**WHAT IS BEING ASKED**
Please report each line in the rows below that contains the word "tall" by copying that line in full. Matching is case-sensitive.

Start TASK DATA

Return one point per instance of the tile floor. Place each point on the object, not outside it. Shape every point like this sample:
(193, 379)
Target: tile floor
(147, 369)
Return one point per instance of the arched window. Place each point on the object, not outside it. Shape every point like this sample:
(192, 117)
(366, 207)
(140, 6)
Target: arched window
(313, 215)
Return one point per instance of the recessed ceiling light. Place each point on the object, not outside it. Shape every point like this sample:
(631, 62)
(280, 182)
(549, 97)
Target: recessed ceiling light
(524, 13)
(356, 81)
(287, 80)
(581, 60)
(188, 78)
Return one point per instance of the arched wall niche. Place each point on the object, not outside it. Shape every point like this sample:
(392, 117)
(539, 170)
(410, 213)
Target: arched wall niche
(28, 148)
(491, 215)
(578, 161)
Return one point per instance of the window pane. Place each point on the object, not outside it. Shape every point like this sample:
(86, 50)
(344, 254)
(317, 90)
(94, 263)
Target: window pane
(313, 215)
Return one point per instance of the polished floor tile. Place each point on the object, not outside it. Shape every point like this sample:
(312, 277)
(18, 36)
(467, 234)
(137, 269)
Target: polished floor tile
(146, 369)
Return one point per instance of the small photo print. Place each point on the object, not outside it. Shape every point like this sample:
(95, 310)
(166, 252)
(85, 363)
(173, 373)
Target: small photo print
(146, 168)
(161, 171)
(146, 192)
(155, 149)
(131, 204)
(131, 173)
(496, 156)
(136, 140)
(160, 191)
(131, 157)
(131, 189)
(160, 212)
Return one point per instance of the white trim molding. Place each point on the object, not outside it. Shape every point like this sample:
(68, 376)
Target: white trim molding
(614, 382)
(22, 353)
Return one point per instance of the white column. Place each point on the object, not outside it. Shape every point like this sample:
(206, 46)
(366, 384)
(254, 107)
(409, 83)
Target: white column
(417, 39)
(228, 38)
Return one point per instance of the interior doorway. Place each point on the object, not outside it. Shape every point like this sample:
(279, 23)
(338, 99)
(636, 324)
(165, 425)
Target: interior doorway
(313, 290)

End TASK DATA
Start TASK DATA

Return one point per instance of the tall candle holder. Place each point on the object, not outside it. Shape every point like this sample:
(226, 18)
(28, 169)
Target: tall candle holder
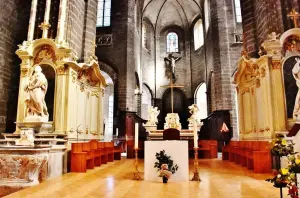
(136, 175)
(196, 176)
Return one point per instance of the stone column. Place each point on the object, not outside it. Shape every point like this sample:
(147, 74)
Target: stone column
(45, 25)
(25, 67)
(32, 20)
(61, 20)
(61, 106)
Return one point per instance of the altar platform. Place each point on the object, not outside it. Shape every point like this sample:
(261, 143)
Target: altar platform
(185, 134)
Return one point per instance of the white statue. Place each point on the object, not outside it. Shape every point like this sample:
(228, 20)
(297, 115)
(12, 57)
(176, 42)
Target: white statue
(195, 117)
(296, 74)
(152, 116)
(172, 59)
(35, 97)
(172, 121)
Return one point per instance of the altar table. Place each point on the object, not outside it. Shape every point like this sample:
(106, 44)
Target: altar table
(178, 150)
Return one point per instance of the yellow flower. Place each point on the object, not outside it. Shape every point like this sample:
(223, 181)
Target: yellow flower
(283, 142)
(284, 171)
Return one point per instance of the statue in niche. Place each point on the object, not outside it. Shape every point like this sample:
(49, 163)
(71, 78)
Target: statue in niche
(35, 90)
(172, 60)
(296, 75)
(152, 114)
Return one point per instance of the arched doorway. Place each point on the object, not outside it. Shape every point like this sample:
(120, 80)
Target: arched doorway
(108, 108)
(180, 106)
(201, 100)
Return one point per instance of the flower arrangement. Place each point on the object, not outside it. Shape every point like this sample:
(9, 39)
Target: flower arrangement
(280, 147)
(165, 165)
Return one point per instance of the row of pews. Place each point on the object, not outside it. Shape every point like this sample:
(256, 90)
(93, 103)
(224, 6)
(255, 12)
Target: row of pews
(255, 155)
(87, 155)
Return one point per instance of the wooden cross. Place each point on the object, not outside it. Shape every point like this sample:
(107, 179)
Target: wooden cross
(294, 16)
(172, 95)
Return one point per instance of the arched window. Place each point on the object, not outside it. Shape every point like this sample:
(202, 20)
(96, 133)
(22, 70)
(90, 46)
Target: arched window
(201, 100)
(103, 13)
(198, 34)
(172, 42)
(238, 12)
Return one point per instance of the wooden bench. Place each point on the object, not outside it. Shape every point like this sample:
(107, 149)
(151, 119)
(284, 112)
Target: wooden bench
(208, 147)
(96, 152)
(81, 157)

End TASK DATA

**ANSWER FOR THE TASK**
Return one point per instance of the tall candle holder. Place each point on the object, not outside it. Shape every point like this sample:
Target: tall candle holder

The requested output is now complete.